▶ **GOAL**
Reproduce the records from their start through the line containing "[(0, 577), (871, 579), (871, 7), (607, 4), (0, 4)]", requests included, and raise every coordinate in the answers by 117. Leave out everything after that line.

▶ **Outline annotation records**
------------------------
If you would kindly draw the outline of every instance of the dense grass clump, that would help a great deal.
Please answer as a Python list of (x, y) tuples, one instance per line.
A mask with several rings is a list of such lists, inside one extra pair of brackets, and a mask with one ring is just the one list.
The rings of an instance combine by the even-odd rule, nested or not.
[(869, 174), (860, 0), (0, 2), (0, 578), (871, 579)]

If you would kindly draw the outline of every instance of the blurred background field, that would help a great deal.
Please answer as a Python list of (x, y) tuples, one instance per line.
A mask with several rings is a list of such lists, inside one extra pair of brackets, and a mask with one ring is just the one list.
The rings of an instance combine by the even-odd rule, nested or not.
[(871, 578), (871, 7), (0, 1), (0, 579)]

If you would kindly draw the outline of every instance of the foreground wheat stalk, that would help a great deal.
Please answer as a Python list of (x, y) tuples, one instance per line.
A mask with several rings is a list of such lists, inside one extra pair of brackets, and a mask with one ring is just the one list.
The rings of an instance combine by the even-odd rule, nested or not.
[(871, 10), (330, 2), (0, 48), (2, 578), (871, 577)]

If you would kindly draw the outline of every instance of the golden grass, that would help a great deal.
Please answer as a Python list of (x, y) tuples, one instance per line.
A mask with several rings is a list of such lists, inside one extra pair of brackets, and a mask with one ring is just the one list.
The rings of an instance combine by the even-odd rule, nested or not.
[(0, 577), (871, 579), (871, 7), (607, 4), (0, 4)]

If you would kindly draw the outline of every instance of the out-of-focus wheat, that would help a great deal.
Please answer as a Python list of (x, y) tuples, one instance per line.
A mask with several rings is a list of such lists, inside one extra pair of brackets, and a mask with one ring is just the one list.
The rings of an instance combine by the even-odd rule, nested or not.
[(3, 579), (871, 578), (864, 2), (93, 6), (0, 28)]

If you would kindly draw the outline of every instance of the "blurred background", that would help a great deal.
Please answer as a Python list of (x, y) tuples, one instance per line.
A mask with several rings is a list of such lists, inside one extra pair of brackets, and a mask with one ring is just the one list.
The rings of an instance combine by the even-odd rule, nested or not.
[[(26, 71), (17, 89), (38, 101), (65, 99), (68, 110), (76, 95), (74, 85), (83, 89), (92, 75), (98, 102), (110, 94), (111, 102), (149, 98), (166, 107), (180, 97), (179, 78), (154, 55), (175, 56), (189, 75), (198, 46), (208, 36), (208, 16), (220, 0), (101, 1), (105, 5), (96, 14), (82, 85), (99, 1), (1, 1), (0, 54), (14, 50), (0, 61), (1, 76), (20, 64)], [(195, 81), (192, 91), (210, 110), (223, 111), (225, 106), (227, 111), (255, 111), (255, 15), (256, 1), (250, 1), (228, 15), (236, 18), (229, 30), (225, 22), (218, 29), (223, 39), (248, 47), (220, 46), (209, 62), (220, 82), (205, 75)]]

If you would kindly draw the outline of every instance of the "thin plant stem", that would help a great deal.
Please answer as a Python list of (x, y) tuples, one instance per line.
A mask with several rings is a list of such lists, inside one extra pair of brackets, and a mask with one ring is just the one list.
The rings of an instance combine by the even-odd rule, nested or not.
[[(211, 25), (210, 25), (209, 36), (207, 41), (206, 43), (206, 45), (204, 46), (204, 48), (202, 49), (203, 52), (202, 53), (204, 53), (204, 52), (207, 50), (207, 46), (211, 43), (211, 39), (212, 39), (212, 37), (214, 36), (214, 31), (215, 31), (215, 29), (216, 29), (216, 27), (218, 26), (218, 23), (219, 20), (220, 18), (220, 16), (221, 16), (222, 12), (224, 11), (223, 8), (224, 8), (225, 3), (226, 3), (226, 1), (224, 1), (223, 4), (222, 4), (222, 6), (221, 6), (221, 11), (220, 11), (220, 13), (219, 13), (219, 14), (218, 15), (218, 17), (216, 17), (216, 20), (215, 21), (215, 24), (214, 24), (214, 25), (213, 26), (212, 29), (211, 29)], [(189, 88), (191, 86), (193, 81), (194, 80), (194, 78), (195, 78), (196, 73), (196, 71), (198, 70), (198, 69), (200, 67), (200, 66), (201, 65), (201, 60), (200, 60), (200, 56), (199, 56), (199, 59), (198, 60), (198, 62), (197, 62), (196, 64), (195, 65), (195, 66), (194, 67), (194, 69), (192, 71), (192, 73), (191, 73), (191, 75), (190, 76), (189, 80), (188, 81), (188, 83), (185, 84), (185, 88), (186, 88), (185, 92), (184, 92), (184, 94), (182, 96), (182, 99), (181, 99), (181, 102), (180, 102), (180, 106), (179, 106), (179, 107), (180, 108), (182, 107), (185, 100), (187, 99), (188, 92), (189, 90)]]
------------------------
▶ **EXPECTED ANSWER**
If you would kindly draw the outline of every instance of the dense grass clump, that would help a great deal.
Please answer as a Python list of (x, y) tuples, one instance per line.
A mask with several rings is a list of such lists, inside one extra pair of brackets, and a mask with one ring is just the one list.
The rings of an instance combine by the even-odd rule, nested or not.
[(986, 291), (977, 117), (117, 119), (117, 695), (988, 696)]

If you would kindly draw the outline of every instance of the blurred background field, that would help a great deal.
Please answer as a Python list of (x, y) tuples, one instance per line.
A mask with several rings is a list of such lists, inside one extra pair of brackets, and a mask with one ring is just the one list.
The rings of an instance combine by the even-odd rule, nested or not.
[(988, 695), (988, 124), (117, 118), (117, 696)]

If you would kindly draw the outline of every instance of the foreground wheat stalk, that would help a great deal.
Please answer as a Python list of (x, y) tuples, one instance per line.
A mask with several rings is a list of such lists, inside one extra pair of brackets, and a mask with one ring is just the one list.
The rings of an instance combine by the even-odd rule, nested or not.
[(988, 127), (447, 119), (117, 165), (119, 695), (988, 694)]

If you would kindly draw the outline of every instance of the golden grass, that would help a great deal.
Please answer as a Python list of (x, y) tuples, one instance per line.
A mask with several rings is a list of such lists, inside one extra pair of brackets, and a mask with one ring is just the one list.
The rings of an instance combine by the even-odd rule, nested or not.
[(117, 694), (988, 696), (988, 124), (724, 121), (117, 121)]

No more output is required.